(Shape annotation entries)
━━━━━━━━━━━━━━━━━━━━

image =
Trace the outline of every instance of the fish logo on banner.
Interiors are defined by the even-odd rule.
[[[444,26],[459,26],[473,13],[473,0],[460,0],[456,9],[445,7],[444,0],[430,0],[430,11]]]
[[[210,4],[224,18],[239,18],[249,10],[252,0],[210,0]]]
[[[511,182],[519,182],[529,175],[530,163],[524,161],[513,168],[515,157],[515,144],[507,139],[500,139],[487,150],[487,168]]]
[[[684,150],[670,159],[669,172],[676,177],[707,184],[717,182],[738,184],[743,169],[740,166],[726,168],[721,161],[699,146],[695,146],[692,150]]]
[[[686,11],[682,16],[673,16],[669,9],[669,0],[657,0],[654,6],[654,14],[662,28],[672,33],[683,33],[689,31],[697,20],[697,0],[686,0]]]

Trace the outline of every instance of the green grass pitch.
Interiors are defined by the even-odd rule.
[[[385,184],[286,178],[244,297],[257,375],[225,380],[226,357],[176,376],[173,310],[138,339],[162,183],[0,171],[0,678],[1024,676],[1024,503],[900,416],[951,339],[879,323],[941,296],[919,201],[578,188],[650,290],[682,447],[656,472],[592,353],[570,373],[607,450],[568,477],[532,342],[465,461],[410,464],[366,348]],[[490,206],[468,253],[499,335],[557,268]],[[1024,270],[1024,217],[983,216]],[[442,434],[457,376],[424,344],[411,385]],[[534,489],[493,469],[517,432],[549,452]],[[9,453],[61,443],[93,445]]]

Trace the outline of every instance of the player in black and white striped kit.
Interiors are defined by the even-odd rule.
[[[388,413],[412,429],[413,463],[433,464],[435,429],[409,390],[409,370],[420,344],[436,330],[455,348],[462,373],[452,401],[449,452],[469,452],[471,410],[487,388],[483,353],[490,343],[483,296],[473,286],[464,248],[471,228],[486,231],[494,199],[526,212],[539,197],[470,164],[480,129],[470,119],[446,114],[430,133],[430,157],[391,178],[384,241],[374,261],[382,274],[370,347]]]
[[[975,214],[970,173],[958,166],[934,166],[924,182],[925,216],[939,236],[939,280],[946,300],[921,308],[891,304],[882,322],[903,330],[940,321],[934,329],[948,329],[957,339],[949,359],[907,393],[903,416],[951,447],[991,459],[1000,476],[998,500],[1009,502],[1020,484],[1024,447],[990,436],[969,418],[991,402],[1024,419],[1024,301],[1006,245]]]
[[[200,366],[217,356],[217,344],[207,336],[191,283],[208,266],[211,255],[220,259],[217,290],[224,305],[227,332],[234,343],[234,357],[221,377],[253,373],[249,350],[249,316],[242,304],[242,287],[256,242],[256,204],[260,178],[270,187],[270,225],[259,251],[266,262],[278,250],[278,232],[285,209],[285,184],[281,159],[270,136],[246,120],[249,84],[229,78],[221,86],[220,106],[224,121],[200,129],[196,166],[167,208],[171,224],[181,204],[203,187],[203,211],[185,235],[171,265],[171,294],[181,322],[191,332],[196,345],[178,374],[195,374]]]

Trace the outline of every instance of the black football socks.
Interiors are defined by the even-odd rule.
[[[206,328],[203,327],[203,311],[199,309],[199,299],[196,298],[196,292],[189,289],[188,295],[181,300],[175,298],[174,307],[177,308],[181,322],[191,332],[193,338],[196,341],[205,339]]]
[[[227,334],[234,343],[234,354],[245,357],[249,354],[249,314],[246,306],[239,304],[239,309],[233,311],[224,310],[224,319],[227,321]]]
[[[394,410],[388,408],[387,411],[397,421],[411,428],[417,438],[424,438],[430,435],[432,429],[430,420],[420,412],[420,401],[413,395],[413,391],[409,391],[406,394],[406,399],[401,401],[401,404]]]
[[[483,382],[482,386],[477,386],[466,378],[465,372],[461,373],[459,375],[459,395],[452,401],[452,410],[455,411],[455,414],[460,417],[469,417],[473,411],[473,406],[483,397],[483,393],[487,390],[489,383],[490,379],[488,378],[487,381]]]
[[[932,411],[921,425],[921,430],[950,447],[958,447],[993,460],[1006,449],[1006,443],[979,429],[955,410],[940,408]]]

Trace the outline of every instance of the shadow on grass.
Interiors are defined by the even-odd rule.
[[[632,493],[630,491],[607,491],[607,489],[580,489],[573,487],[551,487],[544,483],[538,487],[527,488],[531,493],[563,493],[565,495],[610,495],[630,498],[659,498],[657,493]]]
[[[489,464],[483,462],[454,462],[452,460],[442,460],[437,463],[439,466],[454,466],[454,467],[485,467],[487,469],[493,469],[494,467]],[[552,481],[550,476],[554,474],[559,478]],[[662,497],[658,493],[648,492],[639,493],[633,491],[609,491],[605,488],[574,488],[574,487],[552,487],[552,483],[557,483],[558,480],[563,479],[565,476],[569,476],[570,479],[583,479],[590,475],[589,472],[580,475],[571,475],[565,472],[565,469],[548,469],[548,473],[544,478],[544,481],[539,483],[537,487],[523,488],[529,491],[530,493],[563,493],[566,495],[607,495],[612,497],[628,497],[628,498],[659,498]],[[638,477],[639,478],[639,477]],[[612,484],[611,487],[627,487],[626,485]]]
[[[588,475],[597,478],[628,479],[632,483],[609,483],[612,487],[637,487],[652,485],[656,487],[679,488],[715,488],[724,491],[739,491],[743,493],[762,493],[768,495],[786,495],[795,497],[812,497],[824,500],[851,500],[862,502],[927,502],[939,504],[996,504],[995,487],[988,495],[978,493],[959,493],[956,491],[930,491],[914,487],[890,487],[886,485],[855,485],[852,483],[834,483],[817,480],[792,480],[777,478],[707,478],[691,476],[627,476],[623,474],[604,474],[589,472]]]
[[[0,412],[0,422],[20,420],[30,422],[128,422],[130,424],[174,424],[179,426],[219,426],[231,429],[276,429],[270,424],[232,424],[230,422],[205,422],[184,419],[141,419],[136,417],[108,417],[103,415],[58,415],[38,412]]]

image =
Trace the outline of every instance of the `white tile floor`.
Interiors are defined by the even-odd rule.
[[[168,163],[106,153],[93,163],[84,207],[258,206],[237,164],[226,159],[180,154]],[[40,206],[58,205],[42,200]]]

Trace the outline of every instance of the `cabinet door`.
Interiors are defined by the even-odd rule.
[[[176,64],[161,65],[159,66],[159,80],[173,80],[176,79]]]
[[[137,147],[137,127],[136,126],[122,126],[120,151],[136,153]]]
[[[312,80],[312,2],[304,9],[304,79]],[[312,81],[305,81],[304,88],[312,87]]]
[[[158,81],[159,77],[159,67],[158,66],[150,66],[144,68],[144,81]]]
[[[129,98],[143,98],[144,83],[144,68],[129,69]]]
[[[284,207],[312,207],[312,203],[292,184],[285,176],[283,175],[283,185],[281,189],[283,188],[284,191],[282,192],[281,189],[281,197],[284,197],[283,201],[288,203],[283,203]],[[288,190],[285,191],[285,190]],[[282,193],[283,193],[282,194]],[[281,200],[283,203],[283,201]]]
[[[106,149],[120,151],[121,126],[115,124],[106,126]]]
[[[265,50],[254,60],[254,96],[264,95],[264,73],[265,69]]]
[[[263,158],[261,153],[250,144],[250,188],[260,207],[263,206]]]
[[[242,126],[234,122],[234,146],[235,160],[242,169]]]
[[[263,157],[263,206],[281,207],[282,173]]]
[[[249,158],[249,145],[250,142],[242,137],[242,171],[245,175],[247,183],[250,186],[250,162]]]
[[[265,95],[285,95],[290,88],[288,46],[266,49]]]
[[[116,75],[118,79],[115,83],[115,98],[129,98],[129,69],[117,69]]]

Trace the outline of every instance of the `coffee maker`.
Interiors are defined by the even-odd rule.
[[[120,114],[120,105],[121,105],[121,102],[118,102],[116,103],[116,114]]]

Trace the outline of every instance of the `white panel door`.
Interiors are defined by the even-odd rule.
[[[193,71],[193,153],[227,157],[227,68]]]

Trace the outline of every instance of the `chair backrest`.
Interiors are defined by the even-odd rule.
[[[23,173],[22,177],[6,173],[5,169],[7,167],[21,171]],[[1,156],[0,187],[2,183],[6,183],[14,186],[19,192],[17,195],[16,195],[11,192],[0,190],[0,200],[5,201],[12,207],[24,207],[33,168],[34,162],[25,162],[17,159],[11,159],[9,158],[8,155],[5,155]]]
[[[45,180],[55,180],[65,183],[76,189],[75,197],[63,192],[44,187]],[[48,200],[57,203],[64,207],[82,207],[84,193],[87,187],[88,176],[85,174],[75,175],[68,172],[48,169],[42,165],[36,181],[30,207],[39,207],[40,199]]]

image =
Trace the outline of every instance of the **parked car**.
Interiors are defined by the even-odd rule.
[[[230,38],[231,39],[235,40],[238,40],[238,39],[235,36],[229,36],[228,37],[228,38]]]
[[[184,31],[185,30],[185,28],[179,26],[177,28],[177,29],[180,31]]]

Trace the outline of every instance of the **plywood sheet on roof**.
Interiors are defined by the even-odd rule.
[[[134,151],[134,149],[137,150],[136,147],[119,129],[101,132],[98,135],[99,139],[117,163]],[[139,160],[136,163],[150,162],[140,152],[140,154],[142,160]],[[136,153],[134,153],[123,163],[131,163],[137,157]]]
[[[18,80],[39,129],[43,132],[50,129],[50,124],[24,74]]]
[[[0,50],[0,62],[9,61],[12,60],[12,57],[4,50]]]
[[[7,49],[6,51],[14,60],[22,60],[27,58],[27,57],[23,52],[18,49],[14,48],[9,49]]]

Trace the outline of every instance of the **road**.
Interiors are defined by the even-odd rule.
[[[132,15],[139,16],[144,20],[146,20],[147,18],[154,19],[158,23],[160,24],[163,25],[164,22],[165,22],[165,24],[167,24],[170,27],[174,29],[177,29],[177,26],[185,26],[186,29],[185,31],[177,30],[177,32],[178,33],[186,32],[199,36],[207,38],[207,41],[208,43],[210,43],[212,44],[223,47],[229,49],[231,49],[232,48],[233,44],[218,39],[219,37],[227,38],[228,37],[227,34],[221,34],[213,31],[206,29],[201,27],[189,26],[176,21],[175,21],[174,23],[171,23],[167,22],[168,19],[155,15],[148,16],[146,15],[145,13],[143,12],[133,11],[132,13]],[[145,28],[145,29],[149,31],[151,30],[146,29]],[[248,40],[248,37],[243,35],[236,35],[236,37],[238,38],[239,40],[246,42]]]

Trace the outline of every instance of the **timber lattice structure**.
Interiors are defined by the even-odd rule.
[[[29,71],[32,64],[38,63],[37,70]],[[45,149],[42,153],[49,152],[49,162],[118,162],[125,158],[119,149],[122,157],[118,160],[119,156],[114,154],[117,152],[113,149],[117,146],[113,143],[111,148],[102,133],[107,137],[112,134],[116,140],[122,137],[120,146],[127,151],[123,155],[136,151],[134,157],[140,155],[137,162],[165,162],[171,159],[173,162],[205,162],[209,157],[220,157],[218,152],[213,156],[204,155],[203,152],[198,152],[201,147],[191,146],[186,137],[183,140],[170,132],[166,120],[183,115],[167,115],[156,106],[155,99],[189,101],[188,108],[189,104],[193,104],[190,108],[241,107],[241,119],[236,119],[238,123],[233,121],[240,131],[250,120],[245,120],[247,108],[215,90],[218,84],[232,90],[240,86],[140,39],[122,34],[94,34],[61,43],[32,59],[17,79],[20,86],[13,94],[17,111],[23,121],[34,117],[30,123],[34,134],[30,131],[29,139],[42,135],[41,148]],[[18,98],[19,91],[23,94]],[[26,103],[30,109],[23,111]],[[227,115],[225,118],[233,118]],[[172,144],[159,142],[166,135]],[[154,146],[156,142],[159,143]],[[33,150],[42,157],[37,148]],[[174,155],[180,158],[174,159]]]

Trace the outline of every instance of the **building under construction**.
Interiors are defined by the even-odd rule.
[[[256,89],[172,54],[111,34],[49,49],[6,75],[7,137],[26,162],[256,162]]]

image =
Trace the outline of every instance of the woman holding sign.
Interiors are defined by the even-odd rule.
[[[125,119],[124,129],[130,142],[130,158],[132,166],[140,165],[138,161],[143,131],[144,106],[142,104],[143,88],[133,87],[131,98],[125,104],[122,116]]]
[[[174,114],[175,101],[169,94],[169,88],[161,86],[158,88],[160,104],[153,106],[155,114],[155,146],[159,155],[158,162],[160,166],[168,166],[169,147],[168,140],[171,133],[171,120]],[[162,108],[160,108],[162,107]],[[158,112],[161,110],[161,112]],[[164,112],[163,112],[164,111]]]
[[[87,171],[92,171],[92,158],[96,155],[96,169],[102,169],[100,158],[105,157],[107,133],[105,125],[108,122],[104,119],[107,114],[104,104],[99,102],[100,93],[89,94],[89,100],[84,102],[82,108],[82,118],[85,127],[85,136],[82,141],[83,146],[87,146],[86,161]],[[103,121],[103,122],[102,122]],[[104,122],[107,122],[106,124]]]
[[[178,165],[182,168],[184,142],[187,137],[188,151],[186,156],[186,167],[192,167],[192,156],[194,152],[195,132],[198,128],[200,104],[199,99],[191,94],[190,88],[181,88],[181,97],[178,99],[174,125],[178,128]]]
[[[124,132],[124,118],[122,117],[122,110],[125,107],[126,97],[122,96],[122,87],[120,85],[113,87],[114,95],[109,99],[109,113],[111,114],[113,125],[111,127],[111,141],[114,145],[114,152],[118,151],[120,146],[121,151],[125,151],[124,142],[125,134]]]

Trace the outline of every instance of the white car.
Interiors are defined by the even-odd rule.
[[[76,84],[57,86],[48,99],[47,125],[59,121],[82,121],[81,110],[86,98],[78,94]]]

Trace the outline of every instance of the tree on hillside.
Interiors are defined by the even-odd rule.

━━━━━━━━━━━━━━━━━━━━

TASK GOAL: Set down nothing but the lines from the one with "Trace the outline of every instance of the **building" through the end of the records, keeping each line exactly as written and including both ends.

EXERCISE OUTPUT:
Trace the outline of every instance of the **building under construction**.
Interiors are defined by the even-odd rule.
[[[256,89],[172,54],[111,34],[49,49],[6,75],[7,137],[26,162],[256,162]]]

image =
Trace the outline of every instance of the woman holding sign.
Interiors are defined by the even-odd rule.
[[[125,119],[124,129],[130,142],[130,158],[132,166],[140,165],[138,161],[143,131],[144,106],[142,104],[143,88],[133,87],[131,98],[125,104],[122,116]]]
[[[174,114],[175,101],[169,94],[169,88],[161,86],[158,88],[160,104],[153,106],[155,114],[155,146],[159,155],[158,162],[160,166],[168,166],[169,147],[168,140],[171,133],[171,120]],[[162,108],[160,108],[162,107]],[[158,112],[161,110],[161,112]],[[164,112],[163,112],[164,111]]]
[[[87,171],[92,171],[92,158],[96,155],[96,169],[102,169],[100,158],[105,157],[107,133],[105,125],[108,122],[104,119],[107,114],[104,104],[99,102],[100,93],[89,94],[89,100],[84,102],[82,108],[82,118],[85,127],[85,136],[82,141],[83,146],[87,146],[86,161]],[[103,121],[103,122],[102,122]],[[104,122],[107,122],[106,124]]]
[[[178,165],[182,168],[184,142],[187,137],[188,151],[186,156],[186,167],[192,167],[192,156],[194,152],[195,132],[198,128],[200,104],[199,99],[191,94],[190,88],[181,88],[181,97],[178,99],[174,125],[178,128]]]
[[[124,132],[124,118],[122,117],[122,110],[125,107],[126,97],[122,96],[122,87],[120,85],[113,87],[114,95],[109,99],[109,113],[111,114],[113,125],[111,127],[111,141],[114,145],[114,152],[118,151],[120,146],[121,151],[125,151],[124,142],[125,134]]]

Trace the outline of every instance of the white car.
Interiors are defined by the even-odd rule.
[[[76,84],[57,86],[48,99],[47,125],[59,121],[82,121],[81,110],[86,98],[78,94]]]

Trace the outline of every instance of the tree on hillside.
Interiors are defined by the even-odd rule.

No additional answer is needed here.